EXCERPTED DATA:

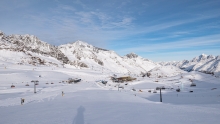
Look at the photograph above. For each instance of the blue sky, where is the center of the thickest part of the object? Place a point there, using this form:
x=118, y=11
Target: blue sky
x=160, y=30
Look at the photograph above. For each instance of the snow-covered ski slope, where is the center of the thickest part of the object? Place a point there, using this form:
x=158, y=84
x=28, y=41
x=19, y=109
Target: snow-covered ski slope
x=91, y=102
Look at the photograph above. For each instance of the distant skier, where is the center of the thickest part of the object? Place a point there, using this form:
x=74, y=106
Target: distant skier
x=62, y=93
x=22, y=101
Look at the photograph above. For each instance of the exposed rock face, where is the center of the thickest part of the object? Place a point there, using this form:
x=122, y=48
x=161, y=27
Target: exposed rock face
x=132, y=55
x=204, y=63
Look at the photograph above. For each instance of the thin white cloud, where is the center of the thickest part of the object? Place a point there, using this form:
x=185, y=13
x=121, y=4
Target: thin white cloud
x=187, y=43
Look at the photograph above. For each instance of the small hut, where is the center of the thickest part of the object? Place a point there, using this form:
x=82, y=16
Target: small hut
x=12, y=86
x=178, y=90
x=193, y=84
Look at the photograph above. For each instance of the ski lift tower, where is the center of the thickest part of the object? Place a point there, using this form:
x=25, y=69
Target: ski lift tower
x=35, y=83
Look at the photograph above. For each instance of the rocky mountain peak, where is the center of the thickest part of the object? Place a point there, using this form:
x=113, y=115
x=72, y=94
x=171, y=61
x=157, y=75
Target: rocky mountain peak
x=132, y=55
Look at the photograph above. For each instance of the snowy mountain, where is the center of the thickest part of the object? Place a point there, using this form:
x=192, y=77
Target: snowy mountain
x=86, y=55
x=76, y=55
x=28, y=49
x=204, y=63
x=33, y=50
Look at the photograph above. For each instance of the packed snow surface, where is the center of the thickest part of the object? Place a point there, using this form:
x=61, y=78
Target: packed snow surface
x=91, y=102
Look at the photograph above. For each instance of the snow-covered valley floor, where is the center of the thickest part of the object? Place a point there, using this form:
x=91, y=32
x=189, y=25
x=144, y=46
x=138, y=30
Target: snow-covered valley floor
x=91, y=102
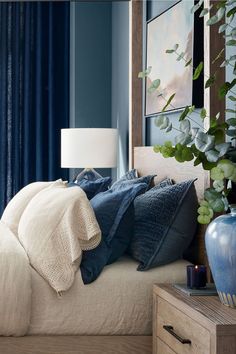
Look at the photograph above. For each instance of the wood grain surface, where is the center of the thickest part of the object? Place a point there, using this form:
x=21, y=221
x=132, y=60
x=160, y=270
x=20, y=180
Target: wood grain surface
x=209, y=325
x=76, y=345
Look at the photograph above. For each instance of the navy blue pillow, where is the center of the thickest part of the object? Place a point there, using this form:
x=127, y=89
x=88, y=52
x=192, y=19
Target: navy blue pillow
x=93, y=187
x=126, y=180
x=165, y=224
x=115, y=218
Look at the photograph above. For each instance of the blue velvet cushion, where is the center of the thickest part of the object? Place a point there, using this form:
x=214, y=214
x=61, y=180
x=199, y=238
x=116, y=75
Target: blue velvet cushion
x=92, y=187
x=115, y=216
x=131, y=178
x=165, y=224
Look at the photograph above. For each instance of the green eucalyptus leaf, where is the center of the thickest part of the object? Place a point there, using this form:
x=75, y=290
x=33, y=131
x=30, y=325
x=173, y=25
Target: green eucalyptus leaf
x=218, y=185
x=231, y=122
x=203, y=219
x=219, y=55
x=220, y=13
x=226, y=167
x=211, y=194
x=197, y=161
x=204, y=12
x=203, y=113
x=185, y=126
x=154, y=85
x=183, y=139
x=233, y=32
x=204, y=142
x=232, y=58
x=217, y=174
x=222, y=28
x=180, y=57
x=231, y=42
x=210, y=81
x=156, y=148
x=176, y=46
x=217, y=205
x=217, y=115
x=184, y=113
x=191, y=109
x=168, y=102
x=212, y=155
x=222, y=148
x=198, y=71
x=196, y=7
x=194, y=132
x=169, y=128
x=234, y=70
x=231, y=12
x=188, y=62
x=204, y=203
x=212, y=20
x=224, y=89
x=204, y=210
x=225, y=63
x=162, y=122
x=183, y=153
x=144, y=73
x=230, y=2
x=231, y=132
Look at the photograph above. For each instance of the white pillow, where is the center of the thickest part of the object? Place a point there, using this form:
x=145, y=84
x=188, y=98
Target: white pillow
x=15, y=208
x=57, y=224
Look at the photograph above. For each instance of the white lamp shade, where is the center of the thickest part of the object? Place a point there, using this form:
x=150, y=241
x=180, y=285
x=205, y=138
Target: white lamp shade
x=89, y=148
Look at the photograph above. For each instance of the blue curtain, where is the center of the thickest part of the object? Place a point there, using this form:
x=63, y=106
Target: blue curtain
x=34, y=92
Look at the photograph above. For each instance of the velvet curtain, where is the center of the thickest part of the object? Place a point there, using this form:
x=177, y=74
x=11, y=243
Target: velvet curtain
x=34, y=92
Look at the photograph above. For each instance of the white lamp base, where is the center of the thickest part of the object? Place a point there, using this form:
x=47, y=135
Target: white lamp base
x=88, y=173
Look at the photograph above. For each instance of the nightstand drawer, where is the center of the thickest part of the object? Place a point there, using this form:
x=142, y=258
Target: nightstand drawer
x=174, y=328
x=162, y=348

* * *

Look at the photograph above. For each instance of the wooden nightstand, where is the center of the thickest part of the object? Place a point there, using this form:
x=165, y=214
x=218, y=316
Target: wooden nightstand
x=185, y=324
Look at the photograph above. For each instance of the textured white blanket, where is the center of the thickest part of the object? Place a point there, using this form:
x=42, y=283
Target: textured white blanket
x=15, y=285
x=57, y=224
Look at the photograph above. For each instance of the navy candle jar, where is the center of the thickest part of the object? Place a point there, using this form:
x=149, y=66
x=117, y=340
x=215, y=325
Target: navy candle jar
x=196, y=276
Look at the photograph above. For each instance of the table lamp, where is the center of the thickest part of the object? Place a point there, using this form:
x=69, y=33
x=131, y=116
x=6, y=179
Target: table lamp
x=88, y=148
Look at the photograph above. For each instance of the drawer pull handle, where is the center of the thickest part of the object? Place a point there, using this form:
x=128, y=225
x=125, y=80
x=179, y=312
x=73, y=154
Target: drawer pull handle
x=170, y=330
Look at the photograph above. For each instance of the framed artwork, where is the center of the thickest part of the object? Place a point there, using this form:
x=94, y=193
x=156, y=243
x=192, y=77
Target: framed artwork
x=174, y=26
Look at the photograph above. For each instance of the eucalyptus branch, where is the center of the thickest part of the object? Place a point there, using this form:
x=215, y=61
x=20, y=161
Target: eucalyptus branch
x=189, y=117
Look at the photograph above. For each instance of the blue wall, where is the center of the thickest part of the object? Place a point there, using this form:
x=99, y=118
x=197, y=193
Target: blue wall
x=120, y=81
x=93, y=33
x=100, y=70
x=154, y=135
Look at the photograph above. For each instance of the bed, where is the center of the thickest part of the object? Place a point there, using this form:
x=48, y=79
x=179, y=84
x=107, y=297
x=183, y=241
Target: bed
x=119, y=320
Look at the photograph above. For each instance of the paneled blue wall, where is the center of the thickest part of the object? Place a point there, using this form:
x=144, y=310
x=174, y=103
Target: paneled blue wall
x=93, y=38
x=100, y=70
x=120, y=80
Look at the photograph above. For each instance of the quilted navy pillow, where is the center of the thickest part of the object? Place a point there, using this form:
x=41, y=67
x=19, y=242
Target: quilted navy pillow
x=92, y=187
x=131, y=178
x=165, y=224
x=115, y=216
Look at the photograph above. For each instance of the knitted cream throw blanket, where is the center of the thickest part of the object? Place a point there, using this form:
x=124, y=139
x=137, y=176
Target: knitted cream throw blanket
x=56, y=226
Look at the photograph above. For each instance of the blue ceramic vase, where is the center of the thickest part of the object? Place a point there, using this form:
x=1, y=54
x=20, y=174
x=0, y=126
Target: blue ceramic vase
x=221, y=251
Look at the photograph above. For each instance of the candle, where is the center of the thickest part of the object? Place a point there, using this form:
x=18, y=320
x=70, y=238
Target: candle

...

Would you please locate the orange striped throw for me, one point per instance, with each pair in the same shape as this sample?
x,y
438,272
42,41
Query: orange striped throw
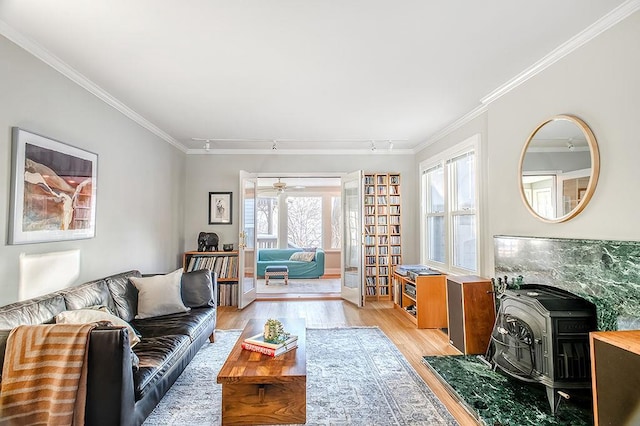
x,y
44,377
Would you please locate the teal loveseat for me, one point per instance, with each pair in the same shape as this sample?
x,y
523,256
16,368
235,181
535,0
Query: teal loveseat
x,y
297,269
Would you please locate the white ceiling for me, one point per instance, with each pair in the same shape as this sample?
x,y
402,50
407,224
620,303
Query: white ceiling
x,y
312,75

TASK STATEMENT:
Print the data exactly as they appear, everything from the line containing "Look at the photograph above. For each instance of the wooden" down to the line containing "x=174, y=26", both lines included.

WRITTEN REPLY:
Look at the photograph above. For each instance of the wooden nightstand, where is the center of the thickest part of the object? Place a point there, using this form:
x=165, y=214
x=218, y=316
Target: wooden nightstand
x=185, y=324
Look at the photograph above. For each instance of the textured white blanket, where is the center of the thickest part of the object? Place a point there, using this form:
x=42, y=283
Target: textured white blanket
x=15, y=285
x=57, y=224
Look at the photograph above. For each instance of the navy candle jar, where is the center of the thickest part of the object? Place a point there, using this form:
x=149, y=66
x=117, y=340
x=215, y=325
Target: navy candle jar
x=196, y=276
Look at the photograph above. For each instance of the table lamp, where is the center of the thickest part of the object? Place a point there, using this form:
x=69, y=33
x=131, y=116
x=6, y=179
Target: table lamp
x=88, y=148
Look at the photograph above. For each instance of the drawer pull handle, where is the center of the thickest part of the object? Place a point there, using this form:
x=128, y=225
x=125, y=80
x=179, y=312
x=73, y=154
Target: drawer pull handle
x=170, y=330
Look at the photograph above. For each instance of the framed artwork, where is the center of the thickest part of the object? Place a point there, using this form:
x=94, y=193
x=156, y=243
x=192, y=77
Target: framed artwork
x=174, y=26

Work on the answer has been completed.